===== PROVIDED PASSAGE =====
The vine can grow up to 30 m in length, twining on other plants for support.

==Phytochemicals==
===Alkaloids===
Caapi contains these harmala alkaloids:

- Harmine, 0.31–8.43%
- Harmaline, 0.03–0.83%
- Tetrahydroharmine, 0.05–2.94%

These alkaloids of the beta-carboline class act as monoamine oxidase inhibitors. The MAOIs allow the primary psychoactive compound, DMT, which is introduced from the other common ingredient in ayahuasca Psychotria viridis, to be orally active. The constituents that may be responsible for the hallucinogenic activity of B. caapi include harmaline, tetrahydroharmine, and to a lesser extent, harmine. The stems contain 0.11–0.83% beta-carbolines, with harmine and tetrahydroharmine as the major components.
Alkaloids are present in all parts of the plant.

=== Polyphenols ===
In addition to beta-carbolines, caapi is known to contain proanthocyanidins, epicatechin, and procyanidin B2.

==History==
The first mentions of caapi come from early Spanish and Portuguese explorers and missionaries who visited South America in the 16th century, describing ayahuasca brews as "diabolic" and dangerous decoctions.
===== RECORDS =====
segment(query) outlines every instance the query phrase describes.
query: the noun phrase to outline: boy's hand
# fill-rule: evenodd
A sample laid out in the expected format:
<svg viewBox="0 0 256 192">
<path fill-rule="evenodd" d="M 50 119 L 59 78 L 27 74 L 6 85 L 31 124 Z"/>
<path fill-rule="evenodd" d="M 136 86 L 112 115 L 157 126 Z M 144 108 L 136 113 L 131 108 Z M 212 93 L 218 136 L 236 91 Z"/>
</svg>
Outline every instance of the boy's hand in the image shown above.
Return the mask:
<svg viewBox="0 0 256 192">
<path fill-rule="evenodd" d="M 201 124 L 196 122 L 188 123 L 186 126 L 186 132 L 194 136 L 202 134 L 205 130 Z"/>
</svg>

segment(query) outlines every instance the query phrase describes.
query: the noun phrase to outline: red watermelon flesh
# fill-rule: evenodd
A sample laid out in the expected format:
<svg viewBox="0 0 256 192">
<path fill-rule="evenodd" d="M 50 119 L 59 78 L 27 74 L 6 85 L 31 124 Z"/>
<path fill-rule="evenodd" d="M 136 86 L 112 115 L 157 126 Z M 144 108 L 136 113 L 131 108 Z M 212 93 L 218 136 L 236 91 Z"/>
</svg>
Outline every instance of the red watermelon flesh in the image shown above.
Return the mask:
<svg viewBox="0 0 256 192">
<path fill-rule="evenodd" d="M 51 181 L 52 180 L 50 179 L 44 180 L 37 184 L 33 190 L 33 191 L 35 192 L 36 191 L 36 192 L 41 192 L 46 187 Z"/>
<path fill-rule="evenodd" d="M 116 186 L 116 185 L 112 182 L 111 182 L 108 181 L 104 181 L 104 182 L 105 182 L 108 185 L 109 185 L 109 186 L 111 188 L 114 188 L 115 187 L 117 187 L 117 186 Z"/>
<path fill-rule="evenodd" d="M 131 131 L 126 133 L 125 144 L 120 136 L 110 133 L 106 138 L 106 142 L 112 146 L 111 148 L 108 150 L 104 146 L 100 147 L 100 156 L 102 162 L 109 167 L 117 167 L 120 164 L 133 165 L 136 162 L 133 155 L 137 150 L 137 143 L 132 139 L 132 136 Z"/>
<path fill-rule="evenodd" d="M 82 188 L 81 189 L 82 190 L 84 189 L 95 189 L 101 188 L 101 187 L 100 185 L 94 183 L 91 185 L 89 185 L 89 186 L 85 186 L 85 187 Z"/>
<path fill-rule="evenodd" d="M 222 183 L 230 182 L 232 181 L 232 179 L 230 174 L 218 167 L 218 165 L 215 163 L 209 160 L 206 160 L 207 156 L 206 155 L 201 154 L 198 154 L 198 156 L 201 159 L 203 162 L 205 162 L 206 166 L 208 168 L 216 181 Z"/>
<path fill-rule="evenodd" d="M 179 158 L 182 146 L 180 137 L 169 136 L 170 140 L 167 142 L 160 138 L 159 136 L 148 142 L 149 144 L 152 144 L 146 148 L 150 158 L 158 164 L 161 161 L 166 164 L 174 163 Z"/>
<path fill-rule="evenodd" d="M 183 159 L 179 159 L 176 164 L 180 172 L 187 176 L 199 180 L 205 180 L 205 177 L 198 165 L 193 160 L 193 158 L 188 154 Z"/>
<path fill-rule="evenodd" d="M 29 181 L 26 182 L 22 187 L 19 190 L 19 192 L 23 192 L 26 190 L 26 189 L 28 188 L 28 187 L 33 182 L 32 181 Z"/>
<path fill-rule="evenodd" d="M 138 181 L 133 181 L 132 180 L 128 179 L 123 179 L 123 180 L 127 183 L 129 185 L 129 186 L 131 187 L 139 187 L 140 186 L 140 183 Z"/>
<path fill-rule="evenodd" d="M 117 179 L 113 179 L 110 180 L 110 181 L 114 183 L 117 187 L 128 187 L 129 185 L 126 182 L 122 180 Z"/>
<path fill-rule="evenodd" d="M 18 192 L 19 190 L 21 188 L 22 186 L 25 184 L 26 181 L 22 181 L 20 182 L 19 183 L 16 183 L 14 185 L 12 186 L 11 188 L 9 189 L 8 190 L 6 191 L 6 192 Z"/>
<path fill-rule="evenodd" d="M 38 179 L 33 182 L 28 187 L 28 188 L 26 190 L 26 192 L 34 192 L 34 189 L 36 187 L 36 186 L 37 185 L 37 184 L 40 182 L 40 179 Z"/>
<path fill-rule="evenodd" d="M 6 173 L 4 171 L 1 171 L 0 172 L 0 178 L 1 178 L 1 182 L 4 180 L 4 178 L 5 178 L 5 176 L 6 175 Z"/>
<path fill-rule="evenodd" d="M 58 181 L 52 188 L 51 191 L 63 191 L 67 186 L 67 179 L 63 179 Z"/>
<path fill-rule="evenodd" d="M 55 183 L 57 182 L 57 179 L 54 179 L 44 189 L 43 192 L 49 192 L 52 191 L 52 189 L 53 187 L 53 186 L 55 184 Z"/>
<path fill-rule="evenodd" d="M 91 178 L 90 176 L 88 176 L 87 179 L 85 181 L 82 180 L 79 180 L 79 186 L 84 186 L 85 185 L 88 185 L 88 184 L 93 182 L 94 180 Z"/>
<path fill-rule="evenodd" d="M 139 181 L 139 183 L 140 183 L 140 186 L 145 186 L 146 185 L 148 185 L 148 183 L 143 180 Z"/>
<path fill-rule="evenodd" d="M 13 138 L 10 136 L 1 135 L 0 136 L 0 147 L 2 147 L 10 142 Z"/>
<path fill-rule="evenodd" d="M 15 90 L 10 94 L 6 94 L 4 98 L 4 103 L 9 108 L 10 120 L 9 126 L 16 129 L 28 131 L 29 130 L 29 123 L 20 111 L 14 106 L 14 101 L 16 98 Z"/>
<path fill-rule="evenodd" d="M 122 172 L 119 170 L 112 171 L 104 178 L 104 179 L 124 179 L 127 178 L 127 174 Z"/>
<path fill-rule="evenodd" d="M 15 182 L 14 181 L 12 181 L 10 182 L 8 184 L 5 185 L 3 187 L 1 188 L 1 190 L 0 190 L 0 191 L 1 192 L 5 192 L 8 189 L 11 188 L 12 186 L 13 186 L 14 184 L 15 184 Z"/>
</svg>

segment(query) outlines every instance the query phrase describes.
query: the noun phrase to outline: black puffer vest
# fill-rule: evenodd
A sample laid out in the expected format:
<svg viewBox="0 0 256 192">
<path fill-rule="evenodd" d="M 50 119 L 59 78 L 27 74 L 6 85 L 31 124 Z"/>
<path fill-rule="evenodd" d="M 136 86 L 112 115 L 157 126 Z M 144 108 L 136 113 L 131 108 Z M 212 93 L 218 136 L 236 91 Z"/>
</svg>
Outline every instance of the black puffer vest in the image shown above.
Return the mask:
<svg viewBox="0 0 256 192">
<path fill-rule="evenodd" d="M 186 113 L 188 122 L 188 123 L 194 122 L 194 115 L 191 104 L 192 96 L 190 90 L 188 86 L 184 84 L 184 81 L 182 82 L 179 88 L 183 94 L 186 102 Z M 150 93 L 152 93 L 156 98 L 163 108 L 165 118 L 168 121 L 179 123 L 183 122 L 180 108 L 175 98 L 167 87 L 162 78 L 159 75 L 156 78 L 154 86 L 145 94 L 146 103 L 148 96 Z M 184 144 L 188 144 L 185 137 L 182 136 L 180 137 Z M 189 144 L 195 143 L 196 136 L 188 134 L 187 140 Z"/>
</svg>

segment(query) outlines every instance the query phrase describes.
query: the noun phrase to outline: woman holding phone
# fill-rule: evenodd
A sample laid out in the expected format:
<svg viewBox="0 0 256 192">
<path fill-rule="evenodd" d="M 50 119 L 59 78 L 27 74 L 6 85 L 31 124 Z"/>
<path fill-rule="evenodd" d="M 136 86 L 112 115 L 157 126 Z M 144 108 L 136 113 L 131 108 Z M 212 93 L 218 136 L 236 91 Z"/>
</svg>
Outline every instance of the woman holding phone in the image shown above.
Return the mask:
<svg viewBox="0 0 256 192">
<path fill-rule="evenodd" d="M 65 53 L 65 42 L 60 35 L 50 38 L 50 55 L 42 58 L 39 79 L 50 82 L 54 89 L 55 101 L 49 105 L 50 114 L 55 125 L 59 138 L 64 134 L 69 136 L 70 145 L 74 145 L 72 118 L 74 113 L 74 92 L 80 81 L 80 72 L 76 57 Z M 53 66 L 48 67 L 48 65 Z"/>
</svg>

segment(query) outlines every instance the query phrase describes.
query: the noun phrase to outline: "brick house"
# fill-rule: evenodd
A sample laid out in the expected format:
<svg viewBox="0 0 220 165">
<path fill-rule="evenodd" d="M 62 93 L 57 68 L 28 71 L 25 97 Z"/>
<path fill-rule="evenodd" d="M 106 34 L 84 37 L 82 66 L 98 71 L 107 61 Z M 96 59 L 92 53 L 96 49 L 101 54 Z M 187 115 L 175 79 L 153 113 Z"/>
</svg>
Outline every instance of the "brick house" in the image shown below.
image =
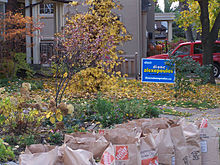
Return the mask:
<svg viewBox="0 0 220 165">
<path fill-rule="evenodd" d="M 0 0 L 6 2 L 6 0 Z M 8 3 L 23 4 L 25 15 L 35 18 L 41 16 L 44 23 L 41 32 L 35 32 L 36 37 L 27 37 L 26 42 L 33 47 L 26 48 L 27 62 L 34 65 L 47 65 L 47 59 L 52 54 L 54 34 L 64 26 L 64 15 L 71 10 L 68 0 L 8 0 Z M 132 41 L 123 46 L 126 62 L 121 71 L 131 77 L 140 73 L 141 58 L 147 56 L 147 42 L 153 39 L 154 32 L 154 2 L 153 0 L 120 0 L 123 9 L 118 11 L 120 20 L 132 35 Z M 10 10 L 17 8 L 8 5 Z M 148 35 L 151 34 L 151 35 Z"/>
</svg>

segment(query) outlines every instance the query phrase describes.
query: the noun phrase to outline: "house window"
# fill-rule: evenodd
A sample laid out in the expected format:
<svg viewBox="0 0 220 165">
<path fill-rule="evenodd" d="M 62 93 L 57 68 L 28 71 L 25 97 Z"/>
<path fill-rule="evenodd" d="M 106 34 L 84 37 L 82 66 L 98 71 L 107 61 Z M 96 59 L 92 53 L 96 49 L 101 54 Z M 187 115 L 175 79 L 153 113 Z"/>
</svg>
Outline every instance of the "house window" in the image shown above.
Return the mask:
<svg viewBox="0 0 220 165">
<path fill-rule="evenodd" d="M 40 4 L 40 14 L 53 14 L 54 13 L 54 4 Z"/>
</svg>

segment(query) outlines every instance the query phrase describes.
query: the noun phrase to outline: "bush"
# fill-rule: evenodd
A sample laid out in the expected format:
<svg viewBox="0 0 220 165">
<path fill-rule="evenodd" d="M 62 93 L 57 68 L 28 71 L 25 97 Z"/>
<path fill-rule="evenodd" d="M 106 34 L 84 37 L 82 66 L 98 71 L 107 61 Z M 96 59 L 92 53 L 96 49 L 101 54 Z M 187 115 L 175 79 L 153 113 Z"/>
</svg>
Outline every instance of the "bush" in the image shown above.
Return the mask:
<svg viewBox="0 0 220 165">
<path fill-rule="evenodd" d="M 28 104 L 21 96 L 0 101 L 0 128 L 3 132 L 16 135 L 36 132 L 44 118 L 45 113 L 39 104 Z"/>
<path fill-rule="evenodd" d="M 171 56 L 167 64 L 173 69 L 175 67 L 175 97 L 181 97 L 187 91 L 195 92 L 193 85 L 208 83 L 211 67 L 201 66 L 192 57 L 184 58 Z M 175 64 L 175 66 L 173 65 Z"/>
<path fill-rule="evenodd" d="M 74 76 L 70 89 L 88 93 L 107 91 L 114 86 L 116 79 L 116 77 L 106 74 L 103 68 L 87 68 Z"/>
<path fill-rule="evenodd" d="M 9 160 L 14 160 L 15 155 L 10 147 L 5 145 L 5 142 L 0 139 L 0 162 L 7 162 Z"/>
</svg>

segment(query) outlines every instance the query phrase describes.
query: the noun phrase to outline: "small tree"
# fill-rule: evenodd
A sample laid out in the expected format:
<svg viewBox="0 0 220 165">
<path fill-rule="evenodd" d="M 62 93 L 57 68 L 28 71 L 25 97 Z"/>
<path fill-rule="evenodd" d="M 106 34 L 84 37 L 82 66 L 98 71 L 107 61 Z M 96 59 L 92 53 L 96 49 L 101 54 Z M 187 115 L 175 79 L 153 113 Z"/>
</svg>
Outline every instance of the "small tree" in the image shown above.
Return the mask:
<svg viewBox="0 0 220 165">
<path fill-rule="evenodd" d="M 70 3 L 72 6 L 78 2 Z M 67 23 L 57 34 L 56 54 L 56 104 L 60 103 L 72 76 L 87 67 L 105 67 L 112 71 L 117 54 L 117 46 L 131 37 L 118 20 L 114 8 L 120 8 L 112 0 L 87 0 L 88 11 L 68 15 Z M 75 10 L 77 11 L 77 10 Z"/>
</svg>

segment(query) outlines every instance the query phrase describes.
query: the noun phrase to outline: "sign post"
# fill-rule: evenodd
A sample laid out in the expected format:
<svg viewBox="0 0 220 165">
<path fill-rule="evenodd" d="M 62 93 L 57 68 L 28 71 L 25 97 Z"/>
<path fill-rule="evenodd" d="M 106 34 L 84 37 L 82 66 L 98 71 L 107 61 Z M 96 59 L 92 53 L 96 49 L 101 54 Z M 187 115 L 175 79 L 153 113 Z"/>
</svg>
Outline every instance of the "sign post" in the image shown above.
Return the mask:
<svg viewBox="0 0 220 165">
<path fill-rule="evenodd" d="M 175 71 L 166 64 L 166 59 L 142 58 L 141 81 L 154 83 L 174 83 Z"/>
</svg>

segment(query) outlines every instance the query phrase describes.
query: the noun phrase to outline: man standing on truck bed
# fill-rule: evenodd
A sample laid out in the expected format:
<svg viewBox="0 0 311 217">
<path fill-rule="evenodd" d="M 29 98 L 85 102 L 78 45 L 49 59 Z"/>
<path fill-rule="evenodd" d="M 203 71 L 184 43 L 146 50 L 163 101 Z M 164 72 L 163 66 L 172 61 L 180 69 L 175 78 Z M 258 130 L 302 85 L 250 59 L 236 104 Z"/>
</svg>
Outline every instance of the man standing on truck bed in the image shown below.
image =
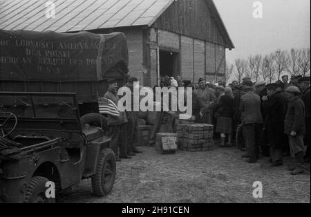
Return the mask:
<svg viewBox="0 0 311 217">
<path fill-rule="evenodd" d="M 107 92 L 104 95 L 104 98 L 109 100 L 117 108 L 119 97 L 117 95 L 117 83 L 115 79 L 108 80 L 109 85 Z M 125 112 L 120 111 L 120 115 L 114 116 L 108 115 L 108 125 L 110 128 L 111 140 L 110 142 L 111 149 L 115 153 L 117 161 L 120 161 L 120 158 L 131 158 L 127 155 L 127 117 Z M 118 146 L 120 145 L 120 155 Z"/>
</svg>

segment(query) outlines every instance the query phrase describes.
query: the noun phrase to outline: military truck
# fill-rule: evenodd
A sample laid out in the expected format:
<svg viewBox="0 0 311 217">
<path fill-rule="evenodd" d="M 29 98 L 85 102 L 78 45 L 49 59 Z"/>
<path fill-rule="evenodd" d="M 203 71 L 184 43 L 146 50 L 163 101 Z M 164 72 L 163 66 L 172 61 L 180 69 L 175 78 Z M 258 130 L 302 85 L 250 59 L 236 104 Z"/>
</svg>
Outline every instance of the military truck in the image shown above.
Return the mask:
<svg viewBox="0 0 311 217">
<path fill-rule="evenodd" d="M 109 194 L 115 156 L 98 97 L 128 73 L 124 35 L 0 30 L 0 202 L 51 202 L 92 178 Z"/>
<path fill-rule="evenodd" d="M 95 196 L 109 194 L 110 140 L 82 125 L 75 93 L 0 92 L 0 202 L 54 202 L 85 178 Z"/>
</svg>

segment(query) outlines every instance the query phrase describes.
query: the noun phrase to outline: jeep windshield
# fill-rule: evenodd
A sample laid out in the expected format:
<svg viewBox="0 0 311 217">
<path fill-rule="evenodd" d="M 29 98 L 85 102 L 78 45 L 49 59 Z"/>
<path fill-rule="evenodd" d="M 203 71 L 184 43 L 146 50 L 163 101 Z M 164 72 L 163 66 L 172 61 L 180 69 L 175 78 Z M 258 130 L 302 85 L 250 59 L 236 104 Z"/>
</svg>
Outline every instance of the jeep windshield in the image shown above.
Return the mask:
<svg viewBox="0 0 311 217">
<path fill-rule="evenodd" d="M 77 101 L 73 93 L 0 92 L 0 113 L 17 118 L 77 119 Z"/>
</svg>

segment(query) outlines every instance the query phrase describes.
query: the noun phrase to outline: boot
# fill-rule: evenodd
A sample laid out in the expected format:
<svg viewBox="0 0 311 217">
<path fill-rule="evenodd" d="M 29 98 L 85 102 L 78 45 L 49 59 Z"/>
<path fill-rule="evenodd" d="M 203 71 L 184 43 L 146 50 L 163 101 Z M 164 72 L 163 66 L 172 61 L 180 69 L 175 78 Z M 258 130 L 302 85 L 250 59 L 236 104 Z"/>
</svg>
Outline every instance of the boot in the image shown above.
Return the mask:
<svg viewBox="0 0 311 217">
<path fill-rule="evenodd" d="M 225 141 L 226 138 L 225 137 L 220 137 L 220 147 L 225 147 Z"/>
<path fill-rule="evenodd" d="M 227 147 L 231 147 L 232 146 L 232 143 L 231 142 L 232 140 L 232 135 L 231 134 L 228 134 L 228 142 L 227 143 Z"/>
<path fill-rule="evenodd" d="M 295 155 L 296 159 L 297 160 L 298 164 L 296 169 L 290 173 L 292 175 L 301 174 L 305 172 L 305 165 L 303 159 L 303 152 L 301 151 Z"/>
<path fill-rule="evenodd" d="M 294 171 L 296 167 L 297 167 L 297 165 L 292 164 L 292 165 L 288 166 L 288 169 L 289 171 Z"/>
</svg>

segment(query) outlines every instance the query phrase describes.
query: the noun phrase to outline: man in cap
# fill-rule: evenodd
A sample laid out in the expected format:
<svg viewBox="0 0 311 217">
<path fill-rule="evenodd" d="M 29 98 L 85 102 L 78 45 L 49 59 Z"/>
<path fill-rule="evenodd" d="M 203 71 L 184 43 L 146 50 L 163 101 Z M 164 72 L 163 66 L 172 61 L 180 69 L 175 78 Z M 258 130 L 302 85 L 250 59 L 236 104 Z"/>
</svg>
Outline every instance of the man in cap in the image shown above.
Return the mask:
<svg viewBox="0 0 311 217">
<path fill-rule="evenodd" d="M 216 102 L 215 91 L 208 88 L 205 85 L 204 79 L 198 81 L 200 88 L 196 90 L 196 95 L 200 104 L 199 113 L 195 113 L 196 121 L 198 123 L 211 124 L 213 122 L 212 108 Z"/>
<path fill-rule="evenodd" d="M 290 78 L 289 86 L 296 86 L 299 87 L 299 80 L 302 77 L 301 75 L 294 75 Z"/>
<path fill-rule="evenodd" d="M 119 102 L 117 82 L 116 79 L 109 79 L 108 84 L 108 91 L 104 95 L 104 98 L 111 100 L 114 105 L 117 106 L 117 102 Z M 110 146 L 117 158 L 117 161 L 120 161 L 120 158 L 131 158 L 127 155 L 127 122 L 125 112 L 120 111 L 120 115 L 118 116 L 108 115 L 108 125 L 111 133 Z M 120 155 L 118 146 L 120 146 Z"/>
<path fill-rule="evenodd" d="M 259 81 L 255 83 L 256 93 L 261 97 L 267 95 L 267 90 L 265 89 L 265 82 L 264 81 Z"/>
<path fill-rule="evenodd" d="M 288 88 L 288 86 L 290 85 L 290 84 L 288 83 L 288 75 L 285 75 L 282 76 L 282 82 L 284 85 L 284 88 Z"/>
<path fill-rule="evenodd" d="M 261 97 L 261 113 L 263 116 L 263 120 L 265 120 L 266 113 L 267 111 L 265 110 L 264 104 L 265 102 L 263 100 L 263 99 L 266 99 L 267 96 L 267 88 L 265 88 L 265 81 L 259 81 L 255 83 L 255 88 L 256 93 L 259 95 Z M 264 127 L 265 129 L 265 127 Z M 261 153 L 264 156 L 268 157 L 270 155 L 270 147 L 266 142 L 266 132 L 263 131 L 262 132 L 262 136 L 261 137 Z"/>
<path fill-rule="evenodd" d="M 270 144 L 270 153 L 272 166 L 283 165 L 282 137 L 284 131 L 285 115 L 285 101 L 281 93 L 276 91 L 276 84 L 267 85 L 267 97 L 265 97 L 265 111 L 266 111 L 265 128 L 267 129 Z"/>
<path fill-rule="evenodd" d="M 131 77 L 128 79 L 127 83 L 124 86 L 129 88 L 131 90 L 132 95 L 132 106 L 131 111 L 126 111 L 126 113 L 128 117 L 127 123 L 127 155 L 129 156 L 135 155 L 135 153 L 142 153 L 138 150 L 137 143 L 138 138 L 137 133 L 138 130 L 138 111 L 134 111 L 134 102 L 133 102 L 133 93 L 134 93 L 134 82 L 138 82 L 137 77 Z M 139 102 L 138 102 L 139 103 Z"/>
<path fill-rule="evenodd" d="M 248 158 L 247 162 L 255 163 L 260 156 L 260 137 L 263 122 L 261 113 L 261 98 L 253 93 L 252 81 L 244 82 L 243 86 L 245 94 L 241 97 L 240 111 L 247 154 L 242 157 Z"/>
<path fill-rule="evenodd" d="M 305 105 L 299 97 L 300 89 L 290 86 L 285 89 L 290 103 L 284 122 L 284 132 L 288 135 L 291 152 L 294 155 L 297 164 L 290 167 L 292 175 L 303 173 L 305 171 L 303 159 L 303 135 L 305 133 Z"/>
<path fill-rule="evenodd" d="M 299 80 L 299 87 L 303 91 L 301 97 L 303 100 L 305 106 L 305 135 L 304 138 L 305 145 L 307 146 L 307 151 L 305 153 L 305 161 L 310 162 L 310 77 L 302 77 Z"/>
<path fill-rule="evenodd" d="M 281 95 L 283 97 L 284 101 L 284 104 L 285 106 L 285 112 L 288 111 L 288 95 L 285 91 L 284 84 L 279 80 L 275 84 L 277 85 L 276 91 L 281 93 Z M 283 133 L 282 135 L 282 144 L 283 145 L 283 156 L 289 156 L 290 155 L 290 144 L 288 143 L 288 136 L 287 134 Z"/>
<path fill-rule="evenodd" d="M 243 127 L 241 125 L 241 111 L 240 111 L 241 97 L 242 95 L 245 94 L 245 93 L 243 92 L 243 86 L 241 84 L 234 84 L 234 90 L 232 93 L 234 95 L 234 103 L 233 103 L 234 140 L 236 141 L 236 144 L 241 150 L 245 151 L 244 146 L 245 143 L 244 138 L 243 138 Z"/>
</svg>

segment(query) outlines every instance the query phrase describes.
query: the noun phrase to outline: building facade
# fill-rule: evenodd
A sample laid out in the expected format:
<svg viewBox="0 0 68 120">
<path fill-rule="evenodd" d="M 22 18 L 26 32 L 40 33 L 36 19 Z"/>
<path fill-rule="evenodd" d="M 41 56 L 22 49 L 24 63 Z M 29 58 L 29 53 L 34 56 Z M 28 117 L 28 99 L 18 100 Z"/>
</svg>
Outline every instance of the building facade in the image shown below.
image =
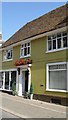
=====
From the caapi text, echo the part from "These alkaloids of" up to and including "of the plant." word for word.

**ANSWER**
These alkaloids of the beta-carboline class act as monoamine oxidase inhibitors. The MAOIs allow the primary psychoactive compound, DMT, which is introduced from the other common ingredient in ayahuasca Psychotria viridis, to be orally active. The constituents that may be responsible for the hallucinogenic activity of B. caapi include harmaline, tetrahydroharmine, and to a lesser extent, harmine. The stems contain 0.11–0.83% beta-carbolines, with harmine and tetrahydroharmine as the major components.
Alkaloids are present in all parts of the plant.